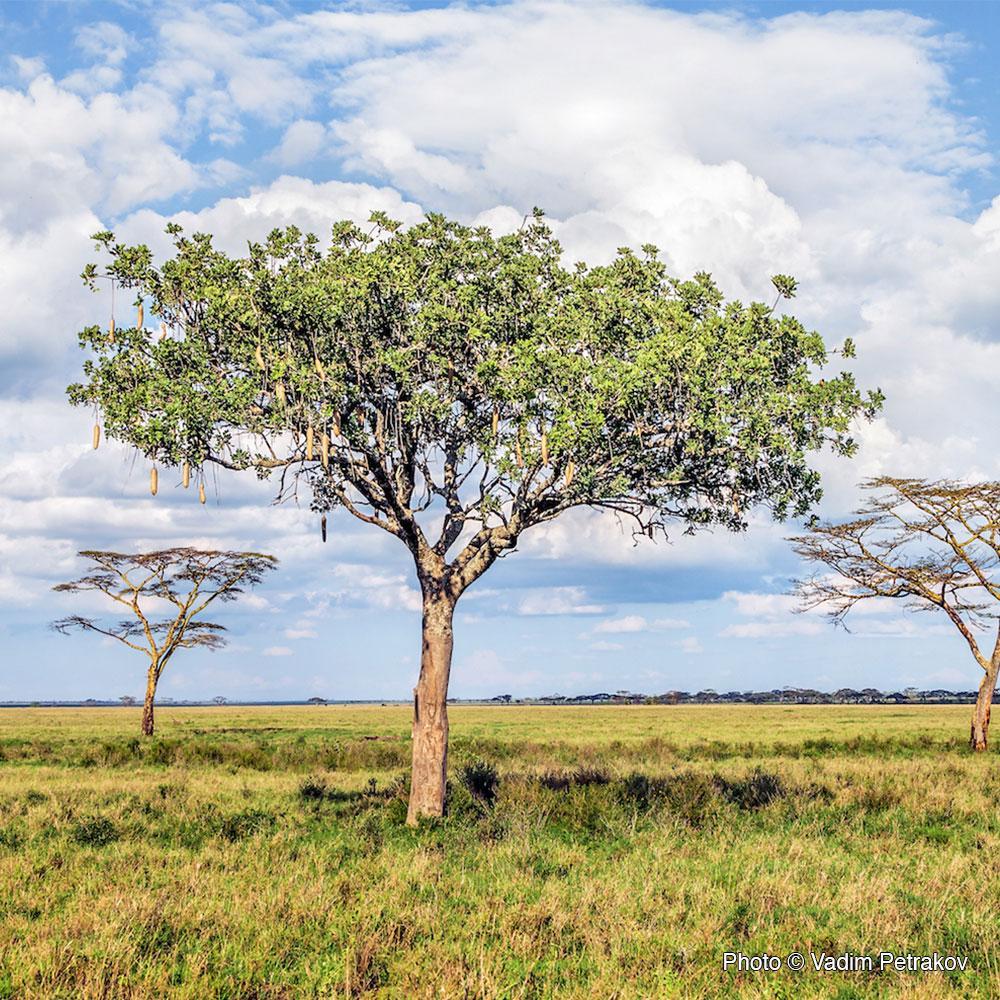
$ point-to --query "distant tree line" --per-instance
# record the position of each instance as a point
(778, 696)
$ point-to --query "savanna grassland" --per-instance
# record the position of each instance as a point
(589, 852)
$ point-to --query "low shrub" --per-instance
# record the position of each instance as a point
(245, 824)
(754, 792)
(481, 779)
(95, 832)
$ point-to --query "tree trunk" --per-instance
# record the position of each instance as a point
(430, 708)
(147, 707)
(981, 712)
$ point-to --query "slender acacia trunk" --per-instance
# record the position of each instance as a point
(981, 712)
(430, 708)
(147, 707)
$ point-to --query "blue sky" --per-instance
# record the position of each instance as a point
(852, 145)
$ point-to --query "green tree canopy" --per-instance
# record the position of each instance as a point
(454, 388)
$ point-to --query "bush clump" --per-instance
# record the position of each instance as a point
(754, 792)
(482, 781)
(245, 824)
(312, 789)
(559, 781)
(96, 832)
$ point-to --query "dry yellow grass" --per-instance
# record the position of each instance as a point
(245, 853)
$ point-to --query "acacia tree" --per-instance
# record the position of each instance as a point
(454, 388)
(933, 545)
(188, 579)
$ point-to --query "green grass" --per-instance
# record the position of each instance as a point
(262, 853)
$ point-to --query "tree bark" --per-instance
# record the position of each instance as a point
(430, 707)
(147, 707)
(981, 712)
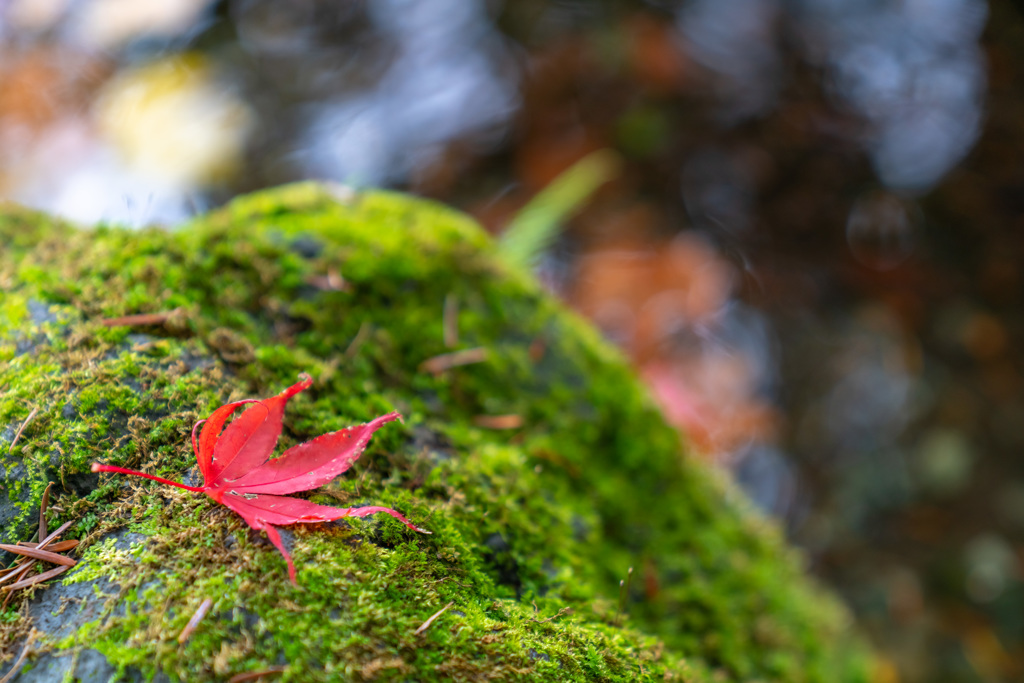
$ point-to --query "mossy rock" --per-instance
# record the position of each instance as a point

::::::::::

§ PROBLEM DETAILS
Give every line back word for word and leave the pictures out.

§ RESULT BELOW
$ point-to --query "distant tree line" --per-instance
# record the position of each instance as a point
(778, 696)
$ point-to --query "savanna grassland" --per-instance
# record the position of each instance as a point
(589, 852)
$ point-to --query "low shrub" --per-instance
# record the position of each instance as a point
(245, 824)
(754, 792)
(481, 779)
(95, 832)
$ point-to --query "tree trunk" --per-instance
# record the position of each instance as a point
(430, 708)
(147, 707)
(981, 712)
$ point-to --query "slender acacia trunk" --per-instance
# record the position of each instance as a point
(981, 712)
(430, 708)
(147, 707)
$ point-to --query "blue sky" --per-instance
# record the position of each instance as a point
(852, 145)
$ point-to --query "green tree canopy" --per-instance
# record the position of each instance as a point
(454, 388)
$ point-to --query "bush clump" --per-instance
# record the position of each instance as a point
(754, 792)
(482, 781)
(245, 824)
(312, 789)
(559, 781)
(96, 832)
$ point-to --query "dry yellow grass" --per-instance
# record the position of each instance as a point
(245, 853)
$ point-to --query "acacia tree" --per-instance
# record the position of each instance as a point
(454, 388)
(933, 545)
(188, 579)
$ point-to --query "green grass" --per-instance
# record the position of each instance as a point
(262, 853)
$ point-to --query "tree bark" --per-instance
# record the position of each instance as a point
(430, 707)
(147, 707)
(981, 712)
$ point-to --query "mossy rock" --per-instance
# record the position of each instance as a point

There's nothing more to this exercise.